Data records
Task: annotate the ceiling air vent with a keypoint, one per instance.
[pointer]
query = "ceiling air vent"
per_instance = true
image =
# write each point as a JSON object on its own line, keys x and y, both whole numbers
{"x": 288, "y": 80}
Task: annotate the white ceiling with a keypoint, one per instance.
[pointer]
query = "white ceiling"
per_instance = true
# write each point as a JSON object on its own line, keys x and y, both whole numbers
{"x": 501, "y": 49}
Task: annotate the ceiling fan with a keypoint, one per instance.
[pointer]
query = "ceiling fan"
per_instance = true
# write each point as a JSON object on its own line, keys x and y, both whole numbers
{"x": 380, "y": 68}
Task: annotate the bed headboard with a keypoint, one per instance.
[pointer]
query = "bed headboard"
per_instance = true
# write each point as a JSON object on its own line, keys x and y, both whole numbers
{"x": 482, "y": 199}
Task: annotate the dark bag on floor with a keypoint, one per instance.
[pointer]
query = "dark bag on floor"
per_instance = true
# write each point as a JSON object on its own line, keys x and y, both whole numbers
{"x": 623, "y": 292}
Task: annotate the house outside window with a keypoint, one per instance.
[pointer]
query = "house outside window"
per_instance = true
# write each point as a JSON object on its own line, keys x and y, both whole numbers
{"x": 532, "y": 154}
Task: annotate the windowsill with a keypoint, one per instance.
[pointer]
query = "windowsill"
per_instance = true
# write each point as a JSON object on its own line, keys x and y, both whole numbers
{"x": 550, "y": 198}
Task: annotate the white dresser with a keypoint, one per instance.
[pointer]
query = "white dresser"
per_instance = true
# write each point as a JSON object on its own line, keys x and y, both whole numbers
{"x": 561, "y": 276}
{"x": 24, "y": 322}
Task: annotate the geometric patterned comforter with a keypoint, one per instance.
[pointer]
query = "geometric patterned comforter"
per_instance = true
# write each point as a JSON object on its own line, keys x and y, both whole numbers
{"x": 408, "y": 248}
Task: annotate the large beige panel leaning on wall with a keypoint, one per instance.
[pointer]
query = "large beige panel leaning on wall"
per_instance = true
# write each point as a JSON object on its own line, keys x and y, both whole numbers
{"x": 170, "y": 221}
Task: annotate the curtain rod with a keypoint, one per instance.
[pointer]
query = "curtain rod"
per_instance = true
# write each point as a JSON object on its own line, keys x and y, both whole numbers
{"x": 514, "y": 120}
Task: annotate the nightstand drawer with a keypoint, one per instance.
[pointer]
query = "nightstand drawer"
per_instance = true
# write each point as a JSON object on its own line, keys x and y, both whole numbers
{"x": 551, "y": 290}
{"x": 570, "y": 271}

DIRECTIONS
Extract each record, keeping it identical to the original.

WRITTEN ANSWER
Task: annotate the ceiling air vent with a keypoint, one per instance.
[pointer]
query = "ceiling air vent"
per_instance = true
image =
# write each point as a JSON object on its own line, keys x and y, both whole numbers
{"x": 288, "y": 80}
Task: annotate the white ceiling with a keypoint, one per instance.
[pointer]
query = "white ceiling"
per_instance = true
# write each point as a JSON object on its own line, keys x and y, both whole numbers
{"x": 501, "y": 49}
Task: annotate the ceiling fan with a keypoint, one per instance.
[pointer]
query = "ceiling fan"
per_instance = true
# write each point as a JSON object on its own line, keys x and y, both whole numbers
{"x": 380, "y": 68}
Task: annotate the bed headboard with a keypoint, one per instance.
[pointer]
query = "bed headboard"
per_instance = true
# write each point as a JSON object on its own line, keys x and y, both whole numbers
{"x": 482, "y": 199}
Task: annotate the dark bag on floor with a keypoint, one per instance.
[pointer]
query = "dark bag on floor"
per_instance = true
# write each point as a JSON object on its own line, keys x and y, both whole numbers
{"x": 623, "y": 292}
Task: annotate the house outside window with a keypoint, one per instance.
[pointer]
query = "house outside window"
per_instance = true
# write each point as a JSON object on its own line, keys x and y, both whole numbers
{"x": 532, "y": 154}
Task: annotate the windowsill with a keypoint, one per instance.
[pointer]
query = "windowsill"
per_instance = true
# write each point as a JSON object on its own line, keys x and y, both whole numbers
{"x": 550, "y": 198}
Task: annotate the white dresser with a keypoint, one per instance.
[pointer]
query = "white dresser"
per_instance = true
# write each point as a JSON object on its own line, keys x and y, both whole numbers
{"x": 561, "y": 276}
{"x": 24, "y": 322}
Task: annotate the geometric patterned comforter with a keypoint, one per instance.
[pointer]
query = "geometric patterned comforter"
per_instance = true
# write each point as a JSON object on its own line, keys x and y, both whole numbers
{"x": 408, "y": 248}
Task: annotate the large beige panel leaning on wall with a keypoint, one per instance.
[pointer]
query = "large beige panel leaning on wall"
per_instance = true
# write each point as a JSON object on its own line, keys x and y, both whole numbers
{"x": 170, "y": 221}
Task: annotate the curtain rod with a keypoint, one per instance.
[pointer]
query = "curtain rod"
per_instance = true
# write each point as a JSON object on its own line, keys x and y, both whole numbers
{"x": 514, "y": 120}
Task: annotate the nightstand drawer with a keypoint, one per instance.
[pointer]
query = "nightstand drawer"
per_instance = true
# write each point as a JSON object on its own line, keys x and y, both whole numbers
{"x": 551, "y": 290}
{"x": 570, "y": 271}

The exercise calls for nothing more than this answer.